[Aim of the task]
I would like you to return all of the records exactly as they stand.
*** Information given ***
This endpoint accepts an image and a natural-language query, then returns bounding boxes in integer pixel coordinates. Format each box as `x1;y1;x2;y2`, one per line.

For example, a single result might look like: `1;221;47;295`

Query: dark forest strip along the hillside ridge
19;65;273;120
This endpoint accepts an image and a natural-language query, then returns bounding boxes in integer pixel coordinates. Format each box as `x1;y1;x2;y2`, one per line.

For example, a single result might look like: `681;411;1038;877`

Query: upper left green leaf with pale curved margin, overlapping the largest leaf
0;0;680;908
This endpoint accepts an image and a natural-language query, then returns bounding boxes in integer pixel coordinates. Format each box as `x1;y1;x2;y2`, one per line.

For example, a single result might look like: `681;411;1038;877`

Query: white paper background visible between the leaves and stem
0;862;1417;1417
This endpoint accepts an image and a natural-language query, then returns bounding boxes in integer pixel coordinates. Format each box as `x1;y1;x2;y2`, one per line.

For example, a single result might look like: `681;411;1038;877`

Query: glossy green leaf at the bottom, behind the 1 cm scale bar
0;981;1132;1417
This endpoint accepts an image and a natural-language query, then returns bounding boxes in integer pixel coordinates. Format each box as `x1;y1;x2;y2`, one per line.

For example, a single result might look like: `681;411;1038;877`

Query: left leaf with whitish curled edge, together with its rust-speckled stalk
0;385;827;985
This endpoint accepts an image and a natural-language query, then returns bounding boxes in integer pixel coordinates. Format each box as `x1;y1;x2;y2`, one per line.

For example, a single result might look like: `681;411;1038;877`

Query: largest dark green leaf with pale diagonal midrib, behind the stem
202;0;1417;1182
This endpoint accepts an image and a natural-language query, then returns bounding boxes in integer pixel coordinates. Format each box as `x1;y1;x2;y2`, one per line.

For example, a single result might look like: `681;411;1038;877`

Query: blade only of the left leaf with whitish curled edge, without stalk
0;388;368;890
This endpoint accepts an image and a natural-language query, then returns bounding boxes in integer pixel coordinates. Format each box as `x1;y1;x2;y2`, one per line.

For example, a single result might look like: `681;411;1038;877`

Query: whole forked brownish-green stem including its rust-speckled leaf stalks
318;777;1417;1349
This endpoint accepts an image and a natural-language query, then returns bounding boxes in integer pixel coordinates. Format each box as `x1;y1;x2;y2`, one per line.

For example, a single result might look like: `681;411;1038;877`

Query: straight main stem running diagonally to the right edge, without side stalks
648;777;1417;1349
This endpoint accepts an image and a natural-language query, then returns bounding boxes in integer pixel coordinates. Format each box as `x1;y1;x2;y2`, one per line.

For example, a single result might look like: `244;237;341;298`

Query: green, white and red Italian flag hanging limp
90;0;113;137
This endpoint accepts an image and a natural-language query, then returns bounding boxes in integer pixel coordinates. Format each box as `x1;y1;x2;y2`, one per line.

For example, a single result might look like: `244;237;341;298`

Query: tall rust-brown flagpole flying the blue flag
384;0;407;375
*** End of Information given ***
[Result for this exercise]
This endpoint accepts an image and a natural-language query, then returns bounding boxes in integer pixel coordinates. Format each box as `x1;y1;x2;y2`, one per line.

For example, a single result might look like: `1;221;47;295`

Query: dark forest strip along the hillside ridge
19;65;273;120
This endpoint accepts an image and a natural-language query, then returns bounding boxes in integer pixel coordinates. Format each box as `x1;y1;x2;y2`, one per line.

For example, a single result might look like: `681;411;1038;877`

Query: upper left green leaf with pale curved margin, overlapping the largest leaf
0;0;680;908
This endpoint accepts an image and a natural-language query, then returns bounding boxes in integer pixel coordinates. Format each box as `x1;y1;x2;y2`, one per line.

For example, a single result might look like: `681;411;1038;877`

Query: white paper background visible between the leaves and stem
0;862;1417;1417
This endpoint accepts an image and a natural-language query, then returns bounding boxes in integer pixel coordinates. Format each box as `x1;y1;x2;y2`, one per line.

For example, a single result might look like: `681;411;1038;877`

Query: glossy green leaf at the bottom, behind the 1 cm scale bar
0;981;1132;1417
This endpoint accepts an image and a natural-language query, then returns bounding boxes in integer pixel coordinates. Format each box as `x1;y1;x2;y2`, one per line.

For example, a single result might look like: `681;411;1038;877`

Query: left leaf with whitish curled edge, together with its rust-speckled stalk
0;385;827;985
This endpoint accepts an image and a natural-language query, then returns bounding boxes in integer pixel coordinates. Format each box as `x1;y1;x2;y2`, one per line.

For example, a single result might look like: `681;411;1038;877`

Query: largest dark green leaf with pale diagonal midrib, behind the stem
202;0;1417;1182
This endpoint accepts an image and a natural-language query, then returns bounding boxes in integer pixel coordinates. Format each box as `x1;y1;x2;y2`, one per line.

For example, a single result might look like: `681;411;1038;877`

Query: blade only of the left leaf with whitish curled edge, without stalk
0;388;368;890
This endpoint accepts an image and a natural-language query, then returns bounding boxes in integer pixel coordinates. Format each box as `x1;y1;x2;y2`, one per line.

For example, a single result might look like: `681;411;1038;877`

Query: whole forked brownish-green stem including its rust-speckled leaf stalks
318;777;1417;1349
This endpoint accepts an image and a natural-language query, then returns bounding boxes in integer pixel coordinates. Format each box as `x1;y1;x2;y2`, one per line.

For example, a single result might look like: `681;411;1038;877`

Query: straight main stem running diagonally to the right edge, without side stalks
648;777;1417;1349
This endpoint accepts an image and a natural-language query, then returns bounding boxes in integer pixel coordinates. Format each box as `x1;y1;x2;y2`, one per line.

For example, a single result might look like: `244;237;341;298`

Query: green, white and red Italian flag hanging limp
90;0;113;137
This endpoint accepts an image and a natural-language query, then returns bounding boxes in integer pixel coordinates. Format each box as `x1;y1;x2;y2`, one per line.

For example, a single result might look like: `244;237;341;298`

Query: tall rust-brown flagpole flying the blue flag
384;0;407;375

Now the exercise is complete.